### Quoted passage:
Start of Block
Robotic bronchoscopy with shape-sensing technology performed more effectively in comparison with standard techniques for localizing and puncturing nodules in the periphery of the lung.

A prospective study in a cadaver model showed that robotic bronchoscopy targeted nodules more effectively than electromagnetic navigation or an ultrathin bronchoscope with radial endobronchial ultrasound (UTB-rEBUS).

“This is really the first study to randomize, blind, and compare procedural outcomes between existing technologies in advanced bronchoscopy,” said Lonny Yarmus, DO, of Johns Hopkins Medicine in Baltimore.

Dr. Yarmus described this study, PRECISION-1, at the annual meeting of the American Society of Chest Physicians. The study was designed to compare the following:

  • UTB-rEBUS (3.0 mm outer diameter and 1.7 mm working channel).
  • Electromagnetic navigation bronchoscopy (Superdimension version 7.1).
  • Robotic bronchoscopy (3.5 mm outer diameter and 2.0-mm working channel).

With all methods, a 21-gauge needle was used. For each nodule, UTB-rEBUS was done first to eliminate potential localization bias. The subsequent order of electromagnetic navigation and robotic bronchoscopy was determined based on block randomization.

Eight bronchoscopists performed a total of 60 procedures using each of the methods to target 20 nodules implanted in cadavers. The nodules were distributed across all lobes, 80% were in the outer third of the lung, and 50% had a positive bronchus sign on computed tomography (CT). The mean nodule size was 16.5 plus or minus 1.5 mm.

The study’s primary endpoint was the ability to localize and puncture target nodules within a maximum of three attempts per method. This includes center, peripheral, and distal punctures of nodules. Cone-beam CT was used to confirm that needles punctured the target lesions. The bronchoscopists were blinded to cone-beam CT results, and a blinded, independent investigator assessed whether nodule punctures were successful. The primary endpoint was met in 25% of UTB-rEBUS procedures, 45% of electromagnetic navigation procedures, and 80% of robotic bronchoscopy procedures.
End of Block
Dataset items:
Start of Block
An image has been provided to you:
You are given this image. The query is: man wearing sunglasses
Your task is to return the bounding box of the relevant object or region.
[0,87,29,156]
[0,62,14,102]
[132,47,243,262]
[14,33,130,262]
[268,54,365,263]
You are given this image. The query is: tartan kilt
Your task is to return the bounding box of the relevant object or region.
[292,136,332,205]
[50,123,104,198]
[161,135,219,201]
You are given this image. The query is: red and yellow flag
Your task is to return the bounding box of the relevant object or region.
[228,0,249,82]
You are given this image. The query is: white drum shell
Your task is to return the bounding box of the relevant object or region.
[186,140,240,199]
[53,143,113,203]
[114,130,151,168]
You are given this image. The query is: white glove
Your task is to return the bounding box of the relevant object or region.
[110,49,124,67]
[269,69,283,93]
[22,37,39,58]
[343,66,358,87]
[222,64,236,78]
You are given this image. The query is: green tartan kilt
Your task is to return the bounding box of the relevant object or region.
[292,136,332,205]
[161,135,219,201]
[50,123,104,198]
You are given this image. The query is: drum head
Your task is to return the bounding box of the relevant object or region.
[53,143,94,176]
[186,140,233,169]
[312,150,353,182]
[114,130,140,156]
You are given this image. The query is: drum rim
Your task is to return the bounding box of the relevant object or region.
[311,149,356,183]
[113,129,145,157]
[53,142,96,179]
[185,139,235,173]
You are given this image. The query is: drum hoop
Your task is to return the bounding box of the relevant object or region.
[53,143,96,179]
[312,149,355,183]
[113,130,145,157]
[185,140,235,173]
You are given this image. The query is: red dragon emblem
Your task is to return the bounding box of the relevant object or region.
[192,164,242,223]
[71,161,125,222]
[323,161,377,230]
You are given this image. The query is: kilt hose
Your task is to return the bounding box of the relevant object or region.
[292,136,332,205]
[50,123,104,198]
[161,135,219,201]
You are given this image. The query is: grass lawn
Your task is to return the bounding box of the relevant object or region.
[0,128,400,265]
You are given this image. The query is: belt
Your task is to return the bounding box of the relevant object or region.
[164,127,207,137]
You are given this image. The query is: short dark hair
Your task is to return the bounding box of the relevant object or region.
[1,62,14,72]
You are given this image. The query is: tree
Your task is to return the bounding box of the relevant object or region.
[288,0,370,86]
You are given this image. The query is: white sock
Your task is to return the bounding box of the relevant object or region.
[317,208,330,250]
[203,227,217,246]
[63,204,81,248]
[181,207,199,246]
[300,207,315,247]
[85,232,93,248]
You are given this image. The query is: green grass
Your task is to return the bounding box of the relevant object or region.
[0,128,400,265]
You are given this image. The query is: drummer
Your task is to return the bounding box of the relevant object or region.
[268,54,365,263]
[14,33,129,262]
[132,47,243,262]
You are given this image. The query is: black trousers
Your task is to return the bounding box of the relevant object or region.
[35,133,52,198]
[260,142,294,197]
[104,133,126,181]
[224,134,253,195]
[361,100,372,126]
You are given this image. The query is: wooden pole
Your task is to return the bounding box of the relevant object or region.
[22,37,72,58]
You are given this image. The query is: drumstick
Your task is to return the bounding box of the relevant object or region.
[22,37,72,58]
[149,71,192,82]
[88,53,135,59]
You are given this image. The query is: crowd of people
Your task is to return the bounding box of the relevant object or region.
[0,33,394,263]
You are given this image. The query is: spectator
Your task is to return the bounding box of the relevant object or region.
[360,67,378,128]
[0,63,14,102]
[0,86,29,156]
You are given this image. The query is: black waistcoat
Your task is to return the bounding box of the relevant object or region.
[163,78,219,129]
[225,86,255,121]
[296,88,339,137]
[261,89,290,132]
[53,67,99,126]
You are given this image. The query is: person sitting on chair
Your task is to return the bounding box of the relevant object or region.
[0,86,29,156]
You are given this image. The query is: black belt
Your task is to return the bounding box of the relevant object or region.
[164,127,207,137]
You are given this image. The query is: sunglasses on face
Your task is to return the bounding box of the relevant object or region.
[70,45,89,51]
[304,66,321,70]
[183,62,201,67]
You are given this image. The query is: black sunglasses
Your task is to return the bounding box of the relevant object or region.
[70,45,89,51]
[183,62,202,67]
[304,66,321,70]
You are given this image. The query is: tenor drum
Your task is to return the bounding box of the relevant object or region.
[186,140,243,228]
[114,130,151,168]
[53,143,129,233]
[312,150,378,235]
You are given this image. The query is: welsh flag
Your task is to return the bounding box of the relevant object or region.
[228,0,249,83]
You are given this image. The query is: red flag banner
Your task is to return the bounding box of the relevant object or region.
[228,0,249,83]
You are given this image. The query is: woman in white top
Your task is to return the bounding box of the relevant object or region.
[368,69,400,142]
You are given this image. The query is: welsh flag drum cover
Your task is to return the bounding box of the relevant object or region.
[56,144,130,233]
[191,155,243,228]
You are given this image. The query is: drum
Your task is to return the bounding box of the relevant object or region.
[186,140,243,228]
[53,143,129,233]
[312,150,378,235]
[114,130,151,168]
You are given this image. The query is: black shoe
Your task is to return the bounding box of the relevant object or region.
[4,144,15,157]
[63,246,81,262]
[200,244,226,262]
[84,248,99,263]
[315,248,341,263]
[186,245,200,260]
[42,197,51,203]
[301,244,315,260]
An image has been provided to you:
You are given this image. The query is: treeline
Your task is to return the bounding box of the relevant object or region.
End of Block
### Work required:
Continue the report on the robotic bronchoscopy study, picking up after its final sentence.

### Task response:
The study’s secondary endpoint was localization success, which was defined as navigation to within needle biopsy distance of the nodule. This includes center, peripheral, and distal punctures of nodules, as well as adjacent punctures (touching the nodule but not within it). The secondary endpoint was met in 35% of UTB-rEBUS procedures, 65% of electromagnetic navigation procedures, and 90% of robotic bronchoscopy procedures.

The researchers also assessed successful navigation, which was defined as the provider localizing with software or radial ultrasound and passing the needle to make a biopsy attempt. Navigation was successful in 65% of UTB-rEBUS procedures, 85% of electromagnetic navigation procedures, and 100% of robotic bronchoscopy procedures.

“Utilization of robotic bronchoscopy with shape-sensing technology can significantly increase the ability to localize and puncture lesions when compared with standard existing technologies,” Dr. Yarmus said in closing.

He did note that this research was done in a cadaveric model, so “prospective, randomized, and comparative in vivo studies are needed.”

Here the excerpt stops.